_INPUT DATA_
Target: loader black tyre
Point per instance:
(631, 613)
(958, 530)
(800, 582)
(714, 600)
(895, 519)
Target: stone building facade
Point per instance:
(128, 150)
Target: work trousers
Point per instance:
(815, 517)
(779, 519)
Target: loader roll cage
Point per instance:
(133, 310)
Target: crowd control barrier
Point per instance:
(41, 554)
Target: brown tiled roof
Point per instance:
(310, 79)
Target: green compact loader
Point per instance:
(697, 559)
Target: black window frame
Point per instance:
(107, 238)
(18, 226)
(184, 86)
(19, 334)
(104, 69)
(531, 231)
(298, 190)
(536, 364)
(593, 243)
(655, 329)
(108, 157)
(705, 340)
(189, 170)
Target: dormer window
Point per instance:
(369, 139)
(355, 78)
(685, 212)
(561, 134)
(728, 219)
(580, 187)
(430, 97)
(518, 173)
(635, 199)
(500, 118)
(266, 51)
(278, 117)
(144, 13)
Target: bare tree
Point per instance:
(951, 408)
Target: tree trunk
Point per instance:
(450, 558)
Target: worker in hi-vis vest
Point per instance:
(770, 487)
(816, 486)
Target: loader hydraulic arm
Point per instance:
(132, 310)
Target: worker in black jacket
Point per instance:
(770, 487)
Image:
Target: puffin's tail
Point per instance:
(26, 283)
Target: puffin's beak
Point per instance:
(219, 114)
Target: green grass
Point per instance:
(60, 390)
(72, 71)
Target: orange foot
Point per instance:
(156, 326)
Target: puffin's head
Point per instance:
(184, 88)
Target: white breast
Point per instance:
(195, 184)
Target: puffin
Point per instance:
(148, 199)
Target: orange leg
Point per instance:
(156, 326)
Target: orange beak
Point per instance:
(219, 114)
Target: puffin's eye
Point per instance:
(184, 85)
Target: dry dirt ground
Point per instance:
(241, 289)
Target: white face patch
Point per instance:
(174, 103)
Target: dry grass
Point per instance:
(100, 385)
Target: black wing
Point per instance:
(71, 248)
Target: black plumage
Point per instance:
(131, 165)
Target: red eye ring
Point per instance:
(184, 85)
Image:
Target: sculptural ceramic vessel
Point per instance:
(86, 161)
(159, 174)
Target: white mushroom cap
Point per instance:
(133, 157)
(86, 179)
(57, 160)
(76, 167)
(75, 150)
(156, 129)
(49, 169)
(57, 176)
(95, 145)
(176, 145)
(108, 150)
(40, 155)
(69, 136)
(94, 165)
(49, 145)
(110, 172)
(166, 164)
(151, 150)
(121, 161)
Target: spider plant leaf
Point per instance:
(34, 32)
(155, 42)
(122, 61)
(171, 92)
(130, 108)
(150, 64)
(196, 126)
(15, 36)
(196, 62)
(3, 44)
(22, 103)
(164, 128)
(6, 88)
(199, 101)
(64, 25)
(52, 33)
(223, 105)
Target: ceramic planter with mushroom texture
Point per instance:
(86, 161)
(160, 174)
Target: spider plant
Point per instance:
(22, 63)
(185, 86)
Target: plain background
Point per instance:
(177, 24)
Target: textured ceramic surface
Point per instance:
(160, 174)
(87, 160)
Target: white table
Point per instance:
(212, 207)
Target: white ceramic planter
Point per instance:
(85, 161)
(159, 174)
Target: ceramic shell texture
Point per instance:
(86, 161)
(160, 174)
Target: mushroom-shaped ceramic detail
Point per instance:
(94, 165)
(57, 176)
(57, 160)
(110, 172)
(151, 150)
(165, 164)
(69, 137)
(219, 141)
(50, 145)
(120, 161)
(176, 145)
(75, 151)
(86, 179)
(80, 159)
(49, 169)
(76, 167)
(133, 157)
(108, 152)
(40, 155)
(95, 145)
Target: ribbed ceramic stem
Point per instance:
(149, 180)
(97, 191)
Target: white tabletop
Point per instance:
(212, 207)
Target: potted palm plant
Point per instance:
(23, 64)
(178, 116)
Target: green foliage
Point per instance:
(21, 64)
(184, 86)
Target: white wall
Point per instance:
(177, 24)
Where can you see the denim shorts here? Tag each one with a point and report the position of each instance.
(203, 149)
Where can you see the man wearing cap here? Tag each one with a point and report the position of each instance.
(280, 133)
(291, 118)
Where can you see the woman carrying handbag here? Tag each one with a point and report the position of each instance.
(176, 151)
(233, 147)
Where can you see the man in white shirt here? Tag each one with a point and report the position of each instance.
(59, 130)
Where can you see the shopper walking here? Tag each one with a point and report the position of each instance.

_ASSIGNMENT_
Copy every line of the listing that includes the string "beak".

_RESPONSE TO THE TASK_
Target: puffin's beak
Target: orange beak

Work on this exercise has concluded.